Instructions
1 - In the text below on using time as a truth filter, how long a sample size does the second bucket of time cover?
2 - Continue the text below on using time as a truth filter, starting after its last sentence.

Quoted passage
○ ○ ○ ○ ○
Using Time as a Truth Filter
The latest idea I’m obsessed with is from Peter Kaufman via the Farnham Street blog.
It’s called the multidisciplinary approach to thinking, a method that helps you know if your claim is right.
It goes like this.
Large sample sizes are a statistician’s best friend. If a sample size is large enough, it can give you high degree of certainty in an outcome. The longer the time horizon something has been right, the more likely it is to continue to be right.
Along these lines, there are three buckets of time that you should run your thinking through. The length of physical laws, also known as the length of the universe. The length of organic matter. And the length of human nature.
The first bucket, the length of physical laws (~13.8B years), is the largest sample size.
If something has been true for all of time, then it will continue to be true. The laws of physics don’t change. Our understanding of them only does. These laws are axiomatic–true everywhere, always.
The second bucket goes back to the origins of biology and our planet, a ~3.5B year-old sample size.
While laws on Earth aren’t always as self-evident as the laws of physics, they are probabilistic—much more likely to be true than their alternatives.
Biology and chemistry are refined periodically. But rarely do we make new findings that lead to substantive changes in our understanding of organic matter. And while our understanding of biological science can change, it’s on solid ground.
○ ○ ○ ○ ○
Records
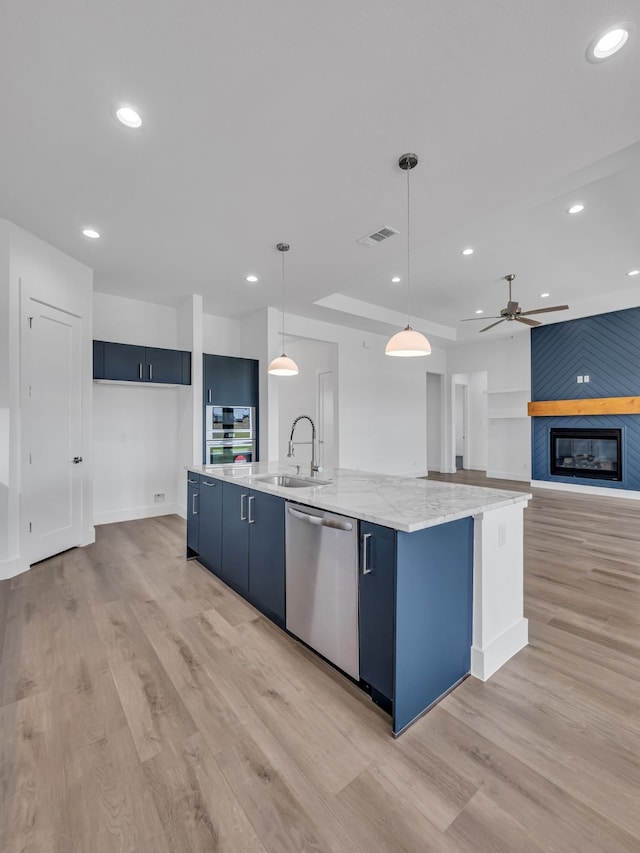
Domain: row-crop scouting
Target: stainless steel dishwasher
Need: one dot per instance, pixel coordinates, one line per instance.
(322, 583)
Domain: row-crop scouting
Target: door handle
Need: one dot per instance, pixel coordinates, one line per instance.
(365, 553)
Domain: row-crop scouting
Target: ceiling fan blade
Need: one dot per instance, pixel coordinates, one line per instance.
(544, 310)
(486, 328)
(468, 319)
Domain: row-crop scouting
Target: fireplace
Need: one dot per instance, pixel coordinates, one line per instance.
(592, 453)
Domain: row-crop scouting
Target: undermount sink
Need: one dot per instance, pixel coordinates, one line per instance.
(289, 482)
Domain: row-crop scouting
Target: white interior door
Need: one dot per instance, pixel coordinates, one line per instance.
(326, 418)
(51, 429)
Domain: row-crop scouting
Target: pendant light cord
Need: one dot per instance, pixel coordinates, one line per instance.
(408, 246)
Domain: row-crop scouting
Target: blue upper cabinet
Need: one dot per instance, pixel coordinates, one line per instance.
(130, 363)
(230, 381)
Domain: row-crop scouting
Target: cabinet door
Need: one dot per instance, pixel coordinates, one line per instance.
(163, 365)
(266, 554)
(230, 381)
(211, 523)
(193, 494)
(377, 606)
(234, 569)
(124, 362)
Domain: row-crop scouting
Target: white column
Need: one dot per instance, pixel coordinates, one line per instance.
(499, 627)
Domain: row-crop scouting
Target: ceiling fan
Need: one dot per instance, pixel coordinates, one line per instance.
(514, 312)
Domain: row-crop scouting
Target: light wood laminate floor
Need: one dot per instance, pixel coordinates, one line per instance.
(145, 707)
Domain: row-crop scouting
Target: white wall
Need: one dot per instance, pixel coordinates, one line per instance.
(135, 427)
(31, 267)
(298, 395)
(507, 362)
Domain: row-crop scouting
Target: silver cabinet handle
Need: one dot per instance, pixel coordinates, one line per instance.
(319, 520)
(365, 553)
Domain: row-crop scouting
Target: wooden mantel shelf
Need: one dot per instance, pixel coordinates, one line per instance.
(593, 406)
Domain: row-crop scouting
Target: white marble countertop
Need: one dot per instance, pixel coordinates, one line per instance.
(402, 503)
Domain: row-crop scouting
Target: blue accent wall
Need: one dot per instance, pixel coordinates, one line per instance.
(607, 349)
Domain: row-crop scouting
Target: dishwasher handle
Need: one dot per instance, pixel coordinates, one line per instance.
(319, 520)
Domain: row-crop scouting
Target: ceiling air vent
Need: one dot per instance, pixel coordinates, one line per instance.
(377, 236)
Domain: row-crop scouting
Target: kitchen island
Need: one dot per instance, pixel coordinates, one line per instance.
(440, 568)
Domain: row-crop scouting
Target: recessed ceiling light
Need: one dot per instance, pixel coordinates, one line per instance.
(605, 45)
(128, 116)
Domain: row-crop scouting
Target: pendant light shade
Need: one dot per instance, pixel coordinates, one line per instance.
(283, 365)
(408, 343)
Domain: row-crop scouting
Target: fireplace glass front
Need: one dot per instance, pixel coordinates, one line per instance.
(592, 453)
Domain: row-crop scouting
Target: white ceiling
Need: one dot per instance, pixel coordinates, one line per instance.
(285, 120)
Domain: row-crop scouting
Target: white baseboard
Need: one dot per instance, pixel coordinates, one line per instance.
(508, 475)
(13, 567)
(484, 662)
(133, 513)
(629, 494)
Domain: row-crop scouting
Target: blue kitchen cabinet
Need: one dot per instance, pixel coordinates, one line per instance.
(377, 609)
(230, 381)
(131, 363)
(210, 509)
(234, 568)
(253, 548)
(266, 554)
(433, 603)
(193, 518)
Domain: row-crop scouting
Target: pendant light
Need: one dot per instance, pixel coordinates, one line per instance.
(283, 365)
(408, 343)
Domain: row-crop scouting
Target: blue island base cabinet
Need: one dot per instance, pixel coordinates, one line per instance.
(416, 599)
(434, 601)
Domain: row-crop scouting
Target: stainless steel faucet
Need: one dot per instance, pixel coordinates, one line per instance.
(315, 468)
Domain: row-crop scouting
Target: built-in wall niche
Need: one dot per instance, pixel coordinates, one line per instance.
(507, 403)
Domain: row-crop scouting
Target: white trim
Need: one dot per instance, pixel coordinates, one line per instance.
(13, 567)
(629, 494)
(508, 475)
(113, 516)
(484, 662)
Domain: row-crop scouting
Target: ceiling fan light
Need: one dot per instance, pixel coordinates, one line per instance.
(283, 366)
(408, 344)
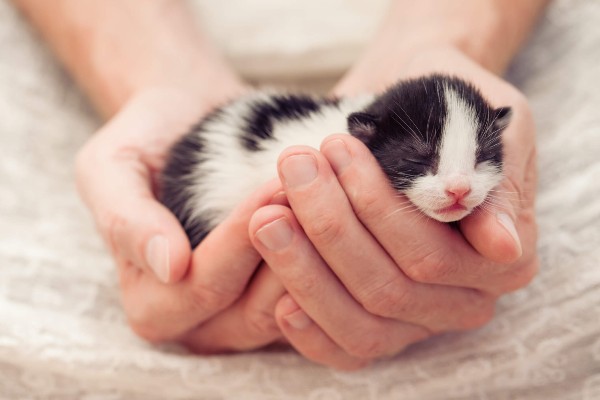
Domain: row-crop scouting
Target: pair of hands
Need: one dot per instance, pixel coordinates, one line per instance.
(348, 276)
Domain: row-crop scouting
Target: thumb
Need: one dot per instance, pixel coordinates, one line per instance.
(492, 228)
(139, 231)
(144, 233)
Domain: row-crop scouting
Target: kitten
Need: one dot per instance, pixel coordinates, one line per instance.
(436, 138)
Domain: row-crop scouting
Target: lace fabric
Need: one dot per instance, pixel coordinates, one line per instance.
(63, 334)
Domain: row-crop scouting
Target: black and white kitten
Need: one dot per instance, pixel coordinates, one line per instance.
(437, 139)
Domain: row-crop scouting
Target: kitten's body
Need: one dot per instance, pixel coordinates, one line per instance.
(436, 138)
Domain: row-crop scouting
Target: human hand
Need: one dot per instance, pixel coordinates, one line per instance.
(168, 291)
(364, 279)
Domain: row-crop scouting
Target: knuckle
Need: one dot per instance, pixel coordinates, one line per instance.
(478, 317)
(325, 229)
(368, 344)
(260, 322)
(305, 286)
(431, 268)
(210, 299)
(367, 204)
(390, 300)
(520, 276)
(143, 322)
(112, 225)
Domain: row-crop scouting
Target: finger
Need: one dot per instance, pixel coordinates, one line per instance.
(507, 216)
(427, 251)
(247, 324)
(362, 265)
(284, 247)
(136, 227)
(310, 340)
(222, 266)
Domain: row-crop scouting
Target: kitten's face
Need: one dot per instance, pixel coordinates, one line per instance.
(439, 143)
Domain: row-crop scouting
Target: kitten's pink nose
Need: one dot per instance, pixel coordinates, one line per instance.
(458, 188)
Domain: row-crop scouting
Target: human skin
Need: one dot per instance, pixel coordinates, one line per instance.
(214, 298)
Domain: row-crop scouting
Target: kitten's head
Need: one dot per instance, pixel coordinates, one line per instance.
(439, 142)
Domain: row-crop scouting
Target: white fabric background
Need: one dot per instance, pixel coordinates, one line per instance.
(62, 331)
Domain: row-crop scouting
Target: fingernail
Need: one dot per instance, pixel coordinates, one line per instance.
(338, 155)
(295, 317)
(275, 235)
(299, 170)
(508, 224)
(279, 198)
(157, 257)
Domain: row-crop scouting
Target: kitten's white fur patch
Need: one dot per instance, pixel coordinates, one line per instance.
(231, 172)
(457, 158)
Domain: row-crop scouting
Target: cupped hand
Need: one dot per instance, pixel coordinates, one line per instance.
(168, 291)
(366, 275)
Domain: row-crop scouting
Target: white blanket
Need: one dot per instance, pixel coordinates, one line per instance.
(63, 334)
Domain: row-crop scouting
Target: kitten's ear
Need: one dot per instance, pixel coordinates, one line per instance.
(503, 117)
(362, 125)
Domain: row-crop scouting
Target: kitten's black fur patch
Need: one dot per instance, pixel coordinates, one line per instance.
(403, 127)
(259, 125)
(181, 167)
○ ○ ○ ○ ○
Set of answers
1 - About 3.5 billion years, going back to the origins of biology and our planet.

2 -
The final bucket is the length of human nature and the knowledge we’ve accumulated about people.
As far as recorded history, humans have created tools, told stories, sought companionship, made art and war, and more. When you run into something that has existed for the length of human history, then you know there’s a good chance it will continue to be true in the future.
If something has been true across all three buckets, you’ve struck gold.
You’re in the realm of something that is as right as law. It stands the test of time going back through the history of humans, organic matter, and inorganic matter.
Stress testing your ideas through these buckets is rarely done. But the reward for doing it is high.
Finding something that you can be certain of when others are unaware of it is a recipe for massive outlier success.